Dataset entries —

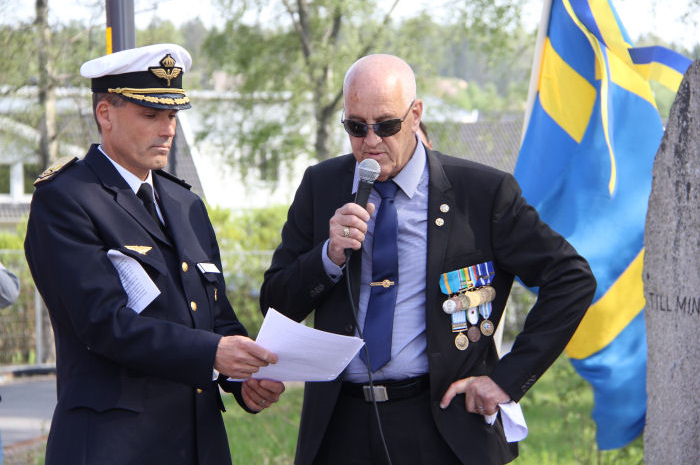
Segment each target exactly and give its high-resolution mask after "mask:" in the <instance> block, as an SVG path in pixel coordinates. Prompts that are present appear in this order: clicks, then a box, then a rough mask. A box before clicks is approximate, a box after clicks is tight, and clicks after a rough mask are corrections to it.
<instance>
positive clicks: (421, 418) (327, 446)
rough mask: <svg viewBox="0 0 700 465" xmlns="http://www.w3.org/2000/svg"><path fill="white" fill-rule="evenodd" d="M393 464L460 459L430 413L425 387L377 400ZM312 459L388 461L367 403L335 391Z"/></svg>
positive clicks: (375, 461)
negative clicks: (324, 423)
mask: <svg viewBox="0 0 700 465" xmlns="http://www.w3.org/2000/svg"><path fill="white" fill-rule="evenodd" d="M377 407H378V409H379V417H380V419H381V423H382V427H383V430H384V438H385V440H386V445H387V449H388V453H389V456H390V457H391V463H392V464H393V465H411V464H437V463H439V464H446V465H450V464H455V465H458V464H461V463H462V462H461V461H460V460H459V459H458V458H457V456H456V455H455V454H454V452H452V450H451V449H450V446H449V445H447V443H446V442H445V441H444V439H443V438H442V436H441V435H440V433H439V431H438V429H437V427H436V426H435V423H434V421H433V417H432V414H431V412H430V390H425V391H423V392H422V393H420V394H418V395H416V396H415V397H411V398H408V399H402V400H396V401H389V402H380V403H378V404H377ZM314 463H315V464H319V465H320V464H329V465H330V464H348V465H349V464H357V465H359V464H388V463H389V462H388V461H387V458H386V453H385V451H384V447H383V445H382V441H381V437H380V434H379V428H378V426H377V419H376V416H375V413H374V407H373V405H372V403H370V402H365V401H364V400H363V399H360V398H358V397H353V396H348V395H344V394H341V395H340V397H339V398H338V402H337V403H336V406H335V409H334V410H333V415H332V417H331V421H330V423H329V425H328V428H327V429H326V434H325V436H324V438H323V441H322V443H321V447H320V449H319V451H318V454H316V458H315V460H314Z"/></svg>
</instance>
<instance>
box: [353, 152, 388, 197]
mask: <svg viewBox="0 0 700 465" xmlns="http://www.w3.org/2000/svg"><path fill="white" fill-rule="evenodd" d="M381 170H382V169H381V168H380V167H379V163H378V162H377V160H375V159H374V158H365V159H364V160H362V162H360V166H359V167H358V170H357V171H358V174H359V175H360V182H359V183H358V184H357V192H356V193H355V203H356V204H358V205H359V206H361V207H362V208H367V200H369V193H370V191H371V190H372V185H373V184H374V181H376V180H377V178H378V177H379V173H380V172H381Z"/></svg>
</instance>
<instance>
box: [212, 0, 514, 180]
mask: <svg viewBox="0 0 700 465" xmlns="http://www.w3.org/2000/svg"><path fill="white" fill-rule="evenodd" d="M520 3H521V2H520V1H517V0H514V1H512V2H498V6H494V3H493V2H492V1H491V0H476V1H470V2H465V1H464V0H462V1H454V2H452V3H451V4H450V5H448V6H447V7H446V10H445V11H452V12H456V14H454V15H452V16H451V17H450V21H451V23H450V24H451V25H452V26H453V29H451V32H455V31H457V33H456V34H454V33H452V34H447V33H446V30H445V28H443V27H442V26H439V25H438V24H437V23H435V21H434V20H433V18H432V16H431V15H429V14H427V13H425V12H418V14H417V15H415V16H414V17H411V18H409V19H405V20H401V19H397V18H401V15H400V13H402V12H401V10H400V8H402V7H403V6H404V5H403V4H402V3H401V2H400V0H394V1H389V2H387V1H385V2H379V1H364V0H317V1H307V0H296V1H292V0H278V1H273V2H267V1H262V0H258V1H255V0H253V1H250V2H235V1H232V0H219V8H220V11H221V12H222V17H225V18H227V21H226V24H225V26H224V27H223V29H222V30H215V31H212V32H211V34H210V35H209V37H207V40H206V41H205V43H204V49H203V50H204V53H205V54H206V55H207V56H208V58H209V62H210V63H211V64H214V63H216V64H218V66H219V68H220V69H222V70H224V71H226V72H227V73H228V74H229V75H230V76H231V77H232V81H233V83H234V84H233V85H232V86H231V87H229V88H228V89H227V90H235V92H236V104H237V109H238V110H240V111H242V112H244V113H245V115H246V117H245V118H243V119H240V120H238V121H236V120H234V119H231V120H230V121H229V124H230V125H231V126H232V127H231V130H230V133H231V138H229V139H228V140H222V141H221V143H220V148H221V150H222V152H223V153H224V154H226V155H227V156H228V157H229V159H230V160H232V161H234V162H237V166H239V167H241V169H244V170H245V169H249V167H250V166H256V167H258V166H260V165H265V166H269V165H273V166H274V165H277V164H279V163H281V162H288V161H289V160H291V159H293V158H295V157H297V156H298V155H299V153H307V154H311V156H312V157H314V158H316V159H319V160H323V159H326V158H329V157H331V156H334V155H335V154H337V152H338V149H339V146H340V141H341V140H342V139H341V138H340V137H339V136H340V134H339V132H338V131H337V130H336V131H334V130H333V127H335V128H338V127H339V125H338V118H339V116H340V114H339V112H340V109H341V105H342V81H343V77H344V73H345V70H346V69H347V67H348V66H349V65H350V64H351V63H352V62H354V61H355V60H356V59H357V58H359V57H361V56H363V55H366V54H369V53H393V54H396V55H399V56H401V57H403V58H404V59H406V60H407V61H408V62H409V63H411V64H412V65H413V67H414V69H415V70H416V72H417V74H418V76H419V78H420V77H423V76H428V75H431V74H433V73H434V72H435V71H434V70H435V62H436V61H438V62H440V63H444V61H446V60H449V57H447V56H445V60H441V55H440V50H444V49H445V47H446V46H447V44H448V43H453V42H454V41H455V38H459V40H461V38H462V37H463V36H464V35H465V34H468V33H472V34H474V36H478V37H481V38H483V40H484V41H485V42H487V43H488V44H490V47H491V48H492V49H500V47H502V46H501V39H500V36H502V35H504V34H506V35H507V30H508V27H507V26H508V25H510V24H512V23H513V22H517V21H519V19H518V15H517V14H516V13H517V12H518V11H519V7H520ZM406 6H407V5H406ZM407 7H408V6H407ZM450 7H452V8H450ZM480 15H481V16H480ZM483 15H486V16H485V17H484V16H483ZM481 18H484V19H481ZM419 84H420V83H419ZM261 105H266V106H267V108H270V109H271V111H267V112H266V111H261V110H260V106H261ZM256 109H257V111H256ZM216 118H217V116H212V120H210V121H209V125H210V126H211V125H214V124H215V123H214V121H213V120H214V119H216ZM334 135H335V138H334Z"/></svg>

Task item —
Please pick out each line in the rows above that contains the word "positive", and copy those lines.

Problem solution —
positive clicks: (421, 418) (327, 446)
positive clicks: (375, 461)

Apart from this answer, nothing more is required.